(Referring expression pointing data):
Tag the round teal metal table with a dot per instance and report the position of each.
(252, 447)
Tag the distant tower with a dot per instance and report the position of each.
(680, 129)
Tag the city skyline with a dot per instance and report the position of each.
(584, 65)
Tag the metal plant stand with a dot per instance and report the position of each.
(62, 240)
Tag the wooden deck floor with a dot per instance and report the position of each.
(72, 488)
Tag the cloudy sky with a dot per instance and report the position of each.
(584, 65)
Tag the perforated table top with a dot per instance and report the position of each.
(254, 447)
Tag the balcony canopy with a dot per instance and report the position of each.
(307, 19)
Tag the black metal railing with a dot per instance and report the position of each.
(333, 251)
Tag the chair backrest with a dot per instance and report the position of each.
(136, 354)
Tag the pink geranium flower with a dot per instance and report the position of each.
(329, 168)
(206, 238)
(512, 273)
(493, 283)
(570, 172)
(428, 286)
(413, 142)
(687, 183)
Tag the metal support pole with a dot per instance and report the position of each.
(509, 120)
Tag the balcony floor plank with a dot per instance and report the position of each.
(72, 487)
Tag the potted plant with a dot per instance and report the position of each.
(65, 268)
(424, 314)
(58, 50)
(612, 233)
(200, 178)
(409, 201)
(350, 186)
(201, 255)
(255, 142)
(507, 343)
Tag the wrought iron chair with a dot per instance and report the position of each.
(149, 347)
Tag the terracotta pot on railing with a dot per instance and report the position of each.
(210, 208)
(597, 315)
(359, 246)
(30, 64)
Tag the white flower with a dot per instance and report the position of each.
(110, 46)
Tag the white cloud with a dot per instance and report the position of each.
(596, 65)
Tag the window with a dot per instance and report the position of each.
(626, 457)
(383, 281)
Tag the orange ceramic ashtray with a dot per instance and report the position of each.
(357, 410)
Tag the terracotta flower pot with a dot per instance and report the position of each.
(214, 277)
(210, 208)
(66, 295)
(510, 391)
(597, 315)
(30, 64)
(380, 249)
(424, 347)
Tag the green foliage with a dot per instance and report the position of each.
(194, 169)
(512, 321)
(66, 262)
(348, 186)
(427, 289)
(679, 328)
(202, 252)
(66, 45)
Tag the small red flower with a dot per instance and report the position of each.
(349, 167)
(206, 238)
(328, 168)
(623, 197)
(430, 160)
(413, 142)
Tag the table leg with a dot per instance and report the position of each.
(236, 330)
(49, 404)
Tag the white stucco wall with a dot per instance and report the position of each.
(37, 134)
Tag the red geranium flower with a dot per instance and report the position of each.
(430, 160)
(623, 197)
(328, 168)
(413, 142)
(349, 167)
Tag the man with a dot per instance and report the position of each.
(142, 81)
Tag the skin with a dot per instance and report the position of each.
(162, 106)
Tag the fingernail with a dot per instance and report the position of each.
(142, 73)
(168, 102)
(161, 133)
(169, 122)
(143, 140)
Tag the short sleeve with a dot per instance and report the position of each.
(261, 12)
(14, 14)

(Your assignment): The answer should be the full set of records, reproduced exactly.

(Expected answer):
Tag the round teal metal table with a dot per instance and report the position of each.
(252, 447)
Tag the distant tower with a dot per instance and report the position of each.
(680, 129)
Tag the city skyline with a dot per instance and report the position of each.
(584, 65)
Tag the metal plant stand with a dot per instance and report the position of each.
(62, 240)
Tag the wooden deck floor with a dot per instance and report the position of each.
(72, 488)
Tag the cloudy sky with a dot per instance and report the position of each.
(584, 65)
Tag the perforated table top with a dot per instance and report the position of each.
(254, 447)
Tag the balcony canopy with a dot per instance and report the position of each.
(307, 19)
Tag the black metal railing with a dot per instance and report the position of each.
(333, 251)
Tag the chair backrest with a dot per instance and report the position of each.
(136, 354)
Tag the pink geranium flower with a dot per instance and report the position of each.
(329, 168)
(206, 238)
(512, 273)
(493, 283)
(570, 172)
(428, 286)
(413, 142)
(687, 183)
Tag the metal support pole with a dot per instance and report the position of each.
(509, 120)
Tag the balcony floor plank with a dot per instance and report the position of each.
(72, 487)
Tag the potted plant with a dot per instance and report the position of each.
(65, 268)
(424, 314)
(58, 50)
(612, 233)
(200, 178)
(409, 201)
(350, 186)
(201, 255)
(255, 142)
(507, 343)
Tag the wrought iron chair with a dot per instance and report the position of each.
(149, 347)
Tag the terracotta pot on railing with a dot per instance and report the position of each.
(210, 208)
(597, 315)
(359, 246)
(30, 64)
Tag the white flower with a dot per instance and report the position of each.
(110, 46)
Tag the white cloud with a dot per instance and report the position of each.
(596, 65)
Tag the window with a dot per instance and report the position of each.
(626, 457)
(383, 281)
Tag the orange ceramic ashtray with a dot per instance and report the position of each.
(357, 410)
Tag the terracotta flower pot with a dot per instance and report the position of each.
(214, 277)
(210, 208)
(66, 295)
(510, 391)
(597, 315)
(30, 64)
(380, 249)
(424, 347)
Tag the green foliage with a dot per instance and report the position of each.
(194, 169)
(512, 321)
(66, 262)
(348, 186)
(427, 289)
(679, 328)
(202, 252)
(66, 45)
Tag the small red flower with a dot per instance and report the position of each.
(349, 167)
(206, 238)
(328, 168)
(623, 197)
(430, 160)
(413, 142)
Tag the table leg with a dot per instance and report the position of each.
(236, 330)
(49, 404)
Tag the white stucco wall with a dot per instance and report the position of each.
(37, 134)
Tag the red geranium flower with a dot per instance and report the position of each.
(430, 160)
(623, 197)
(328, 168)
(413, 142)
(349, 167)
Tag the man with a dot per instance and report the position of each.
(142, 81)
Tag the skin with a dot per instance and report the position of each.
(162, 106)
Tag the fingernail with a dot per instance and report the position of each.
(142, 73)
(168, 102)
(161, 133)
(169, 122)
(143, 140)
Tag the short sleeve with a dot per instance and report the position of each.
(261, 12)
(14, 14)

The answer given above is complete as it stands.